[WHAT YOU WILL DO]: Begin at the line that has "Could you kindly segment every instance of the dry" and stop after the line that has "192L67 209L67 216L0". Write out only those lines again with "dry grass" changed to "withered grass" and everything else left the same.

[BEGIN DATA FOR THIS EXERCISE]

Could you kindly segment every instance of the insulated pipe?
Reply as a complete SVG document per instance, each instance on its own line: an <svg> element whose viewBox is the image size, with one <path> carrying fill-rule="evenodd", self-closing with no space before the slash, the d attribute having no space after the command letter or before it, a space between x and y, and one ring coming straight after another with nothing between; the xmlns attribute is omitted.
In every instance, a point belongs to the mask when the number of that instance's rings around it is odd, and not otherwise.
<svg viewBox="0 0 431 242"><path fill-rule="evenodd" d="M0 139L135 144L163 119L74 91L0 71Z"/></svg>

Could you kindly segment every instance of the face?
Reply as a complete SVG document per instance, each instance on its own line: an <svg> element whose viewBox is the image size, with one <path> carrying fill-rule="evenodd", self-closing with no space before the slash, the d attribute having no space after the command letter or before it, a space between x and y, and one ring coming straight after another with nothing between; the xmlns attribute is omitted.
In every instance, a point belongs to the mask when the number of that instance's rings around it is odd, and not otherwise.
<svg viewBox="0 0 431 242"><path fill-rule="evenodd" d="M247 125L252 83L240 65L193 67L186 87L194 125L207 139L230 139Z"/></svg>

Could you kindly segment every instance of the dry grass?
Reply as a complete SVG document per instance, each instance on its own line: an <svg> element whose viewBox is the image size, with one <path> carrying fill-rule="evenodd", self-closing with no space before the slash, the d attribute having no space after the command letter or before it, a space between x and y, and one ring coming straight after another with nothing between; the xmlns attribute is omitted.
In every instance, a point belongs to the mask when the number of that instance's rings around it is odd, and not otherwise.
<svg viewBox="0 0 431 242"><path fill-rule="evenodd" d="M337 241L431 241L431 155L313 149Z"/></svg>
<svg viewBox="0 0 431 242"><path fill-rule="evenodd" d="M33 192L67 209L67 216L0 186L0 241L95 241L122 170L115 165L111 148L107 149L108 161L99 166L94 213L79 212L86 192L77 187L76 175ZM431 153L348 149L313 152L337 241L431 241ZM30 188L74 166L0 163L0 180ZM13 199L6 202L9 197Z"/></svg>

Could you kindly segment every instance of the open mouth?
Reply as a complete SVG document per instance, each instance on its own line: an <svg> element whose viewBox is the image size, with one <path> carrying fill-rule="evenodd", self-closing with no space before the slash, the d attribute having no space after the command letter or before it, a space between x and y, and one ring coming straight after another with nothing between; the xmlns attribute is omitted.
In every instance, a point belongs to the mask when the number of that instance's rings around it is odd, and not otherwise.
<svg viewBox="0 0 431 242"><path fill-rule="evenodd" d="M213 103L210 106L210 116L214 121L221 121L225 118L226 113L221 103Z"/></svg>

[END DATA FOR THIS EXERCISE]

[RESPONSE TO THIS EXERCISE]:
Could you kindly segment every instance of the withered grass?
Reply as a complete SVG document per instance, each instance on its own line: an <svg> element whose viewBox is the image size, with one <path> carrying fill-rule="evenodd", self-closing with no space before the slash, the d attribute having no space after the command letter or before it, a space between x and y, and one ring coming straight after another with nothing between; the xmlns attribute is omitted.
In every instance, a point belongs to the mask when the number of that instance's rings around it is odd, and not otherwise.
<svg viewBox="0 0 431 242"><path fill-rule="evenodd" d="M337 241L431 241L431 155L313 149Z"/></svg>
<svg viewBox="0 0 431 242"><path fill-rule="evenodd" d="M33 192L67 209L67 216L0 186L0 241L95 241L122 170L115 165L111 148L107 149L108 161L99 166L94 213L79 212L86 192L77 187L76 175ZM431 153L348 149L313 152L337 241L431 241ZM30 188L74 166L0 163L0 180ZM13 199L6 202L9 197Z"/></svg>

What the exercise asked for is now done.